▶ **Records for this exercise**
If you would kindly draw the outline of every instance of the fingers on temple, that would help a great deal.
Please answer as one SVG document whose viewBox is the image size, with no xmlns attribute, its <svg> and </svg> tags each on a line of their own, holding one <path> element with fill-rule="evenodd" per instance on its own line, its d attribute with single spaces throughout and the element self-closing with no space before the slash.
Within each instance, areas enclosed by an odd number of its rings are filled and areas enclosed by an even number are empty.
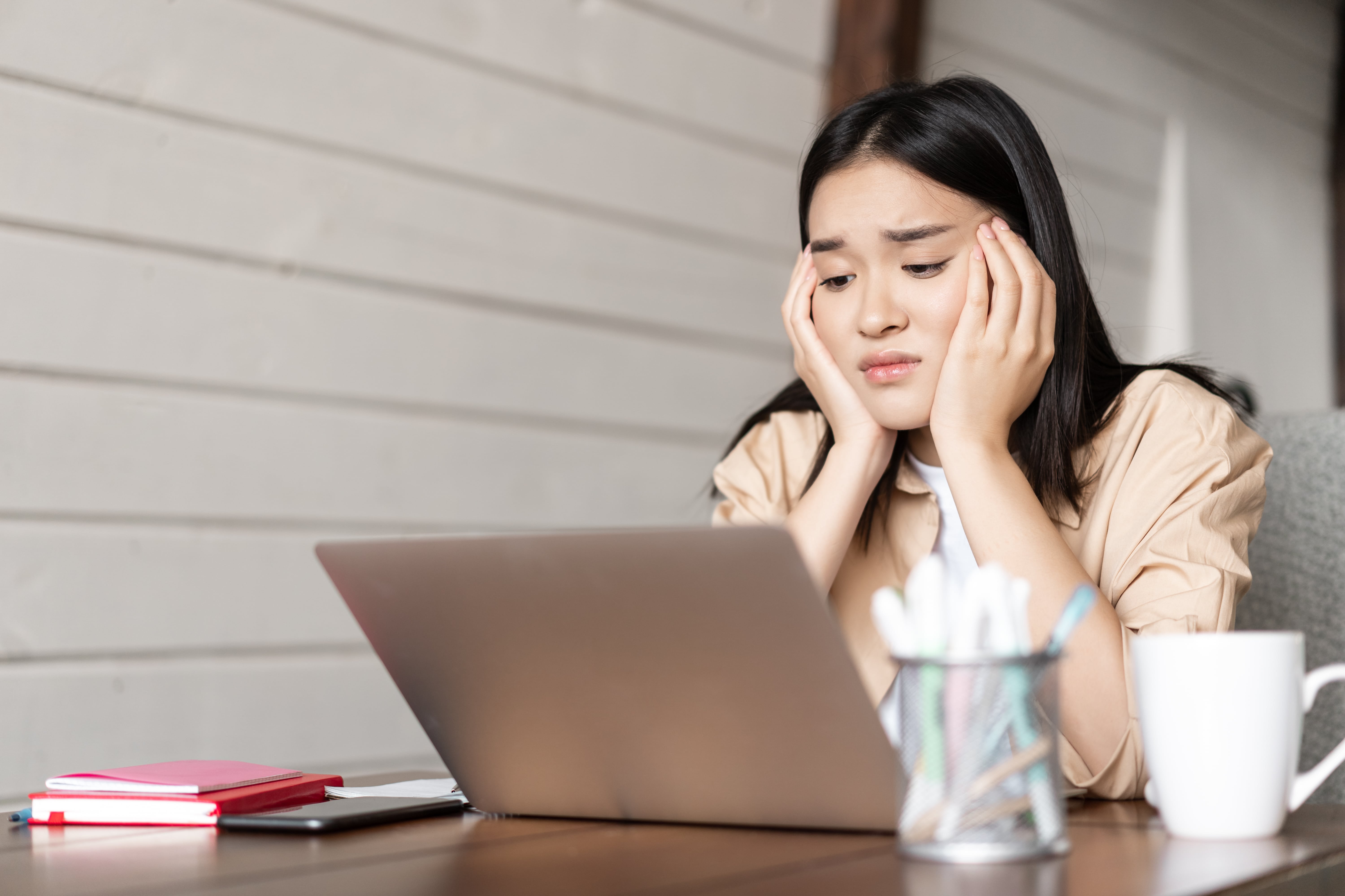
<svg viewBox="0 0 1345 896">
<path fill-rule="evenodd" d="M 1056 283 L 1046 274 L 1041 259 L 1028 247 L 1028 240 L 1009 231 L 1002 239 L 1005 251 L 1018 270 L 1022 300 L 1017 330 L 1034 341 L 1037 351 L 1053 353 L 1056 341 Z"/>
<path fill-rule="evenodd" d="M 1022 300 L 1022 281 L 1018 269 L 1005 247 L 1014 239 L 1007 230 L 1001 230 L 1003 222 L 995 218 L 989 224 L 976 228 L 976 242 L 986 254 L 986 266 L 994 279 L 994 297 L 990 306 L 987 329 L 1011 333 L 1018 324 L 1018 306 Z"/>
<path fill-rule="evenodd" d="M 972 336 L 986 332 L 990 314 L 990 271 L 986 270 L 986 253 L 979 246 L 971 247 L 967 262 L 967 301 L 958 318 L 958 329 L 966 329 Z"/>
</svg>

==

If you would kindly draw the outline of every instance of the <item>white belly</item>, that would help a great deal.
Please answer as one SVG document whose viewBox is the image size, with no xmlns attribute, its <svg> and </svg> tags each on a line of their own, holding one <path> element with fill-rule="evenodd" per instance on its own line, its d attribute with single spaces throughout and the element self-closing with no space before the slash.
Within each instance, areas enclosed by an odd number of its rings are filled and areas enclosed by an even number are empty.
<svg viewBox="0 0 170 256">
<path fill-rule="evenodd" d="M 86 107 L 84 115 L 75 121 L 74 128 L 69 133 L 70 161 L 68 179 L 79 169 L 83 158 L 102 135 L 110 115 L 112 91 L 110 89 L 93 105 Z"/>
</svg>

▶ **Goal**
Copy the data in the stretch from the line containing "temple, that would help a great deal." through the line containing "1056 283 L 1046", swapping "kindly" for "please" and changing nothing else. Leave the pictures out.

▶ **Worked solution**
If you would please draw the outline of every instance of the fingers on temple, that would help a great deal.
Please answer as one SVG document whose viewBox is the image size, with no xmlns attribute, its <svg> and </svg> tags each on a line of their own, holding one <path> element with fill-rule="evenodd" per instance on its own line, its d attribute with single spaces throughout and the element self-closing with no space before the slash.
Within each instance, areas enclosed by an odd number of its rings are filled and areas enclosed by an even number are empty.
<svg viewBox="0 0 1345 896">
<path fill-rule="evenodd" d="M 1056 283 L 1046 274 L 1041 259 L 1028 247 L 1028 240 L 1009 231 L 1002 239 L 1005 251 L 1018 270 L 1022 300 L 1017 330 L 1034 341 L 1037 351 L 1053 353 L 1056 341 Z"/>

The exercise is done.